==== Material for this task

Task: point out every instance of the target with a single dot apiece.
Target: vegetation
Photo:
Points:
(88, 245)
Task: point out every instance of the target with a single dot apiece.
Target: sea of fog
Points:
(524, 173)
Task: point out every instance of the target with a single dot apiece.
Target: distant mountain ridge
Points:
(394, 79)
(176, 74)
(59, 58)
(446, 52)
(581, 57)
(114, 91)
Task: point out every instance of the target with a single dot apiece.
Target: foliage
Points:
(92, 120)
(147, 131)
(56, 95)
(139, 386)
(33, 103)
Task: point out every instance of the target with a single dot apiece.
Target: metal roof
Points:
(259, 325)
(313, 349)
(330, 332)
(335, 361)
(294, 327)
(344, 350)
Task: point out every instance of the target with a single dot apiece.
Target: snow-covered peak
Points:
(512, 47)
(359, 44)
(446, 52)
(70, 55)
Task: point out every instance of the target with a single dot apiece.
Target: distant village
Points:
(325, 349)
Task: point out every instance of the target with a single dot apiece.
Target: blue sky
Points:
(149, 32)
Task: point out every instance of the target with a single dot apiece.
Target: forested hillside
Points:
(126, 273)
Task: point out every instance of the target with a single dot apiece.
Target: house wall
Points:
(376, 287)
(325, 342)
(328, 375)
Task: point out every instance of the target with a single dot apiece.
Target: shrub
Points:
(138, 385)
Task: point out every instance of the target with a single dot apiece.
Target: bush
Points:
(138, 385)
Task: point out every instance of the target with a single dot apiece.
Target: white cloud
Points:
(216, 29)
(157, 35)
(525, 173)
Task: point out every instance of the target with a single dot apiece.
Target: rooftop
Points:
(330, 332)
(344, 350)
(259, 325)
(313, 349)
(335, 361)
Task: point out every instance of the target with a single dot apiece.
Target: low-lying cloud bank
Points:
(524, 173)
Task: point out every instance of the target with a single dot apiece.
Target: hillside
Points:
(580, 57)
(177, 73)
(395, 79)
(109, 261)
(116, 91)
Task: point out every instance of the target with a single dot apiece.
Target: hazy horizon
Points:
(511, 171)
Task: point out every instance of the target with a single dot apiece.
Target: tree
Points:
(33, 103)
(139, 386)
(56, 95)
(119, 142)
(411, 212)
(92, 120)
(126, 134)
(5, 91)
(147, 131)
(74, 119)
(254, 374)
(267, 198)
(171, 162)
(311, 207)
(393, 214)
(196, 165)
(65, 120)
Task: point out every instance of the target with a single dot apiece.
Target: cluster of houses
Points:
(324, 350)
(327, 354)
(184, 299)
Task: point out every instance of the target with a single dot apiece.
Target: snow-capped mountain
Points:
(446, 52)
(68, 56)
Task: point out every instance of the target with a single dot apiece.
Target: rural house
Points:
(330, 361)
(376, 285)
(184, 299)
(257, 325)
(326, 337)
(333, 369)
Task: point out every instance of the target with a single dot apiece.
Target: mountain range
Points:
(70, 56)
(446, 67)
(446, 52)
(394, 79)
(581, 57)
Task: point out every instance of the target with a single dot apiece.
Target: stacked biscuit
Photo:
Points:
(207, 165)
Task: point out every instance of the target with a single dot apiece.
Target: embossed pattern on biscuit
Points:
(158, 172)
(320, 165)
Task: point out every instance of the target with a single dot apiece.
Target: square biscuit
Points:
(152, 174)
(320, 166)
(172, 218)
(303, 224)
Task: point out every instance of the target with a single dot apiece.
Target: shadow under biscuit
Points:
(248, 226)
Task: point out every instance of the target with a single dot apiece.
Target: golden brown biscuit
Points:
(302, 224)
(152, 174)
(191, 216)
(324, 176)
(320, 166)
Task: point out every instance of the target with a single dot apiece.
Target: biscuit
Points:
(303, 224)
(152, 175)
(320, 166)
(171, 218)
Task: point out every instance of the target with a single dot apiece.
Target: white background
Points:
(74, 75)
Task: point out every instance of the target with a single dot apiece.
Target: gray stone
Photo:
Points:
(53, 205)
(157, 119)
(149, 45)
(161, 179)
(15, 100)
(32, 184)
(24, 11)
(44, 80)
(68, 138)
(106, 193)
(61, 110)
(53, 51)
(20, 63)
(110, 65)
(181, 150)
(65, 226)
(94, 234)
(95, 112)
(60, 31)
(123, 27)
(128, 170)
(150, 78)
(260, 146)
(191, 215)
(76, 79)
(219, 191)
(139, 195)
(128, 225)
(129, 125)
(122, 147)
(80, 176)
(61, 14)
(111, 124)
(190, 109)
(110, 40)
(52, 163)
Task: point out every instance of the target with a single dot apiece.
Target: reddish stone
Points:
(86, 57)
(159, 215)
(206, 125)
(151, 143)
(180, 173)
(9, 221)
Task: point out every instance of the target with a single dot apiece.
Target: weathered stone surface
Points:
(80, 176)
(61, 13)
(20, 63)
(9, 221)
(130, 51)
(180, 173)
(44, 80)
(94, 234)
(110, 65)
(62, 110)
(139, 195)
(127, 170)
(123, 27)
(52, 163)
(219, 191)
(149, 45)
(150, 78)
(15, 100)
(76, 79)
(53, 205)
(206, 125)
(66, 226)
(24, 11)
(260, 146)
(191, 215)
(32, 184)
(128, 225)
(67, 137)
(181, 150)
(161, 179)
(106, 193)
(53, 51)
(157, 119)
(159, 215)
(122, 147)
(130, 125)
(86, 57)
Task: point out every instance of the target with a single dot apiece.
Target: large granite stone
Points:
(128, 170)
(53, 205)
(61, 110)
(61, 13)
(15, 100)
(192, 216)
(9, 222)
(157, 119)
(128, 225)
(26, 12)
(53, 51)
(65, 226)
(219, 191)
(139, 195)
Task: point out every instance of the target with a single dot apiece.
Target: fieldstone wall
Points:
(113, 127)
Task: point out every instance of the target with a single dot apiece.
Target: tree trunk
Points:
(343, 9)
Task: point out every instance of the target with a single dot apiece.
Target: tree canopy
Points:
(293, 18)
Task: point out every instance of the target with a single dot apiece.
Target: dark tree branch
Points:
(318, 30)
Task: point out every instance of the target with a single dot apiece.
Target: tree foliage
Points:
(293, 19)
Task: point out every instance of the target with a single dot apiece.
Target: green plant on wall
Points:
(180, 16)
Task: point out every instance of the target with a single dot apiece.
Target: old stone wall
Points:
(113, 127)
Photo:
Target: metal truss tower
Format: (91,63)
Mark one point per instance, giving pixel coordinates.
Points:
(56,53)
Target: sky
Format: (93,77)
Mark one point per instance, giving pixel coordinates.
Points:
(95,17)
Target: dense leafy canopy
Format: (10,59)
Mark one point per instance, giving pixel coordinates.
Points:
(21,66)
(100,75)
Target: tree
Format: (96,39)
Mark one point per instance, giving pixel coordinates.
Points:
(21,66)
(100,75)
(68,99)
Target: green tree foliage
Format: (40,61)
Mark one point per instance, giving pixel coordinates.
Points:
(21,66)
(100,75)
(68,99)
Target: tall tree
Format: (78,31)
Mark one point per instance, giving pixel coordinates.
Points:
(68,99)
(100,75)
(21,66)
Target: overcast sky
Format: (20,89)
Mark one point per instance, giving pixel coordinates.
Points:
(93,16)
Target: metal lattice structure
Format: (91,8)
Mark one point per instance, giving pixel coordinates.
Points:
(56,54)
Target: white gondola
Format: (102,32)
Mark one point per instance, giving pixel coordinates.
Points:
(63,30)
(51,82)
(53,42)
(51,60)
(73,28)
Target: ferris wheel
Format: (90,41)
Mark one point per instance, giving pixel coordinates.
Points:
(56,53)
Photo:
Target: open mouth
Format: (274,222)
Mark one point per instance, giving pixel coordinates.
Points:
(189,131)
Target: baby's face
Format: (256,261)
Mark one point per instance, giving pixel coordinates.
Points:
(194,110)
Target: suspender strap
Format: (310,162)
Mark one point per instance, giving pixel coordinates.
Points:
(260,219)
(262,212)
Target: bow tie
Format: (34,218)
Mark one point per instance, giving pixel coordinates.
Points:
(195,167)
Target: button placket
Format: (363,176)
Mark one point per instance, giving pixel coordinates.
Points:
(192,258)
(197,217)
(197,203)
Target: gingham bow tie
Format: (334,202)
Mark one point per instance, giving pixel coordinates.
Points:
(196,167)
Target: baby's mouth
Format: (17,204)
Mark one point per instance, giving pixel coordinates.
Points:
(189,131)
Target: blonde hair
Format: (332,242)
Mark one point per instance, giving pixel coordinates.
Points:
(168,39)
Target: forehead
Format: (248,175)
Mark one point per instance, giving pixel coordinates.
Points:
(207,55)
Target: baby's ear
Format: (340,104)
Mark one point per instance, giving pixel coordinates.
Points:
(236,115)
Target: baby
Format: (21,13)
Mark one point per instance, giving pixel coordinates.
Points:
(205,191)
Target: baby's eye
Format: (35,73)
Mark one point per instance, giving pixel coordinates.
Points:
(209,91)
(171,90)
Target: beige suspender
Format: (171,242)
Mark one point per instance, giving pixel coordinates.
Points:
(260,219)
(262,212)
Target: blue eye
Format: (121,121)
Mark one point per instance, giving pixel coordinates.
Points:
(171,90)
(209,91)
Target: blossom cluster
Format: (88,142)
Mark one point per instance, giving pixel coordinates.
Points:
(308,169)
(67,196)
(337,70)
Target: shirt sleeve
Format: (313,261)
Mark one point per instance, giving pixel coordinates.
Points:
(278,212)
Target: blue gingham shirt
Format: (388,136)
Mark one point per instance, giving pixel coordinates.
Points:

========

Show the lines from the data above that contain the string "canopy".

Target: tree canopy
Target: dense leafy canopy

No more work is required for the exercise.